> **MATERIALS PROVIDED**

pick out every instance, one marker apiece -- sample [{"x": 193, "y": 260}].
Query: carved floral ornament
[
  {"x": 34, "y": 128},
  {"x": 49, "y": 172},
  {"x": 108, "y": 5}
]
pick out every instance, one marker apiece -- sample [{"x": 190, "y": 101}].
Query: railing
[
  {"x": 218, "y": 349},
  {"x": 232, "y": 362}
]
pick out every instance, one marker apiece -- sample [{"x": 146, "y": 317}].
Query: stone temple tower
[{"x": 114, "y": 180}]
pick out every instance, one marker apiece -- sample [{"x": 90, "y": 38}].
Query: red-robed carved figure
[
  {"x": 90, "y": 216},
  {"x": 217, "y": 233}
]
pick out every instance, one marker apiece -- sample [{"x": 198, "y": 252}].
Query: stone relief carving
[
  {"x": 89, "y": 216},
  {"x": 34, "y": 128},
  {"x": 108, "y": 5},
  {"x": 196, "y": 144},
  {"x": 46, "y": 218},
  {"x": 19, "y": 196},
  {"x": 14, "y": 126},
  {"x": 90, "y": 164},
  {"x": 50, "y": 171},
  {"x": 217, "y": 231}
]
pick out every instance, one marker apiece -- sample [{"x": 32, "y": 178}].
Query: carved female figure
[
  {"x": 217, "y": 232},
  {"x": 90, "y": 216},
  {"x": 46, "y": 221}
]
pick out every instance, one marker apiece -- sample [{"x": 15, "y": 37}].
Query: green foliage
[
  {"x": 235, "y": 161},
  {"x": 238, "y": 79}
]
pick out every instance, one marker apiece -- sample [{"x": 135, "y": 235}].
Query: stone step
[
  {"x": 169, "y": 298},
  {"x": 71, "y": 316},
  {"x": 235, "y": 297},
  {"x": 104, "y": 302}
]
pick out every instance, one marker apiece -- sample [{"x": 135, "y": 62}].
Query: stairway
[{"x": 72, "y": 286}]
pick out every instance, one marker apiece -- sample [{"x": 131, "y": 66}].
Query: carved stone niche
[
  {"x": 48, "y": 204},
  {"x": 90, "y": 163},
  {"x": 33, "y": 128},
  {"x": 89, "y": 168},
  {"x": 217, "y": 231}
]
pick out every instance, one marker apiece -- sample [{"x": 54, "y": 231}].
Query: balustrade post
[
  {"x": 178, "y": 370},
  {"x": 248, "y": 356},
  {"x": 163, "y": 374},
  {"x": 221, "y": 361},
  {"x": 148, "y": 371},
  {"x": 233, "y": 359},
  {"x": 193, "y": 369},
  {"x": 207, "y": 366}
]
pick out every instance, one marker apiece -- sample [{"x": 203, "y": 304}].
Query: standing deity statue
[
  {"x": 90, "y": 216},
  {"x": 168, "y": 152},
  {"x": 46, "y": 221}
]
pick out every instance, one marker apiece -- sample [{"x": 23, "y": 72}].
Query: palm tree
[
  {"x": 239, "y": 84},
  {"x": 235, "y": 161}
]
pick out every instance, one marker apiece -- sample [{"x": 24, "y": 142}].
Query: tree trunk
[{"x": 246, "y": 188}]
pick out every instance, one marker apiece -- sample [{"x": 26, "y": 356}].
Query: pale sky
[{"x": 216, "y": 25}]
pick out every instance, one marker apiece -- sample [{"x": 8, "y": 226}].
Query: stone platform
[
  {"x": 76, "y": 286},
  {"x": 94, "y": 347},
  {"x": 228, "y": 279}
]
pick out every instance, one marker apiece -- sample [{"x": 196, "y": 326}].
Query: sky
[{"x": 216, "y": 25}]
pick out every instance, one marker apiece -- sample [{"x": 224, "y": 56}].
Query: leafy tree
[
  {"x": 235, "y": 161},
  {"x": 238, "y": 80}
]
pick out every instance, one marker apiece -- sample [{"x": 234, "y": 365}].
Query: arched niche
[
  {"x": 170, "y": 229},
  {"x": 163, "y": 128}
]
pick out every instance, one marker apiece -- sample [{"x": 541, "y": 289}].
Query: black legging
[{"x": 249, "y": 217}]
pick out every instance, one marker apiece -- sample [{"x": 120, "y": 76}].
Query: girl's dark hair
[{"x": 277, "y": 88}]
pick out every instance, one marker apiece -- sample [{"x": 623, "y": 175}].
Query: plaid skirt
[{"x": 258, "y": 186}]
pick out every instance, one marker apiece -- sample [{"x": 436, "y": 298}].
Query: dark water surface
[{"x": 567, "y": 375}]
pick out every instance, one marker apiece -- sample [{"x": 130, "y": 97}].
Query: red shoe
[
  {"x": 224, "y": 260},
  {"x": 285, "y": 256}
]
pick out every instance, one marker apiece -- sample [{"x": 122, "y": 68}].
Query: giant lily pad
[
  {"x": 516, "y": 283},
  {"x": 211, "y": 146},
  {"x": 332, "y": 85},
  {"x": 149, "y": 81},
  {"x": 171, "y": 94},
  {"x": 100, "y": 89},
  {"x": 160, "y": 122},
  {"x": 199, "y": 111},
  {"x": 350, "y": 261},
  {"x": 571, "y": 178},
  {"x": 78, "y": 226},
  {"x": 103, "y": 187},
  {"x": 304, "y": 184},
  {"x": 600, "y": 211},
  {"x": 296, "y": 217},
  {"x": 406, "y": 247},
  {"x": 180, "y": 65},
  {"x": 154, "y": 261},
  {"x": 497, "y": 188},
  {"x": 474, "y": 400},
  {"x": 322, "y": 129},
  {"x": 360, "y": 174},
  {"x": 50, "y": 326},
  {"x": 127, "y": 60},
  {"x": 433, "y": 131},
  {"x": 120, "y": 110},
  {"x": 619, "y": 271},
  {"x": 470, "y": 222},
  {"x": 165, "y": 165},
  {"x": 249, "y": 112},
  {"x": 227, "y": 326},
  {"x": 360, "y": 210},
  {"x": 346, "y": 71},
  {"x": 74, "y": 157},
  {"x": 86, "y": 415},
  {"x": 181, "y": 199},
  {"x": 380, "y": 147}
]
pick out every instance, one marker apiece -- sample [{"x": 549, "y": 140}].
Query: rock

> **GOAL**
Which lines in the listing above contain the string "stone"? Find and copy each of them, counting only matches with the same uppercase and lowercase letters.

> **RESPONSE**
Query: stone temple tower
Query: stone relief carving
Query: stone step
Query: carved stone niche
Query: stone platform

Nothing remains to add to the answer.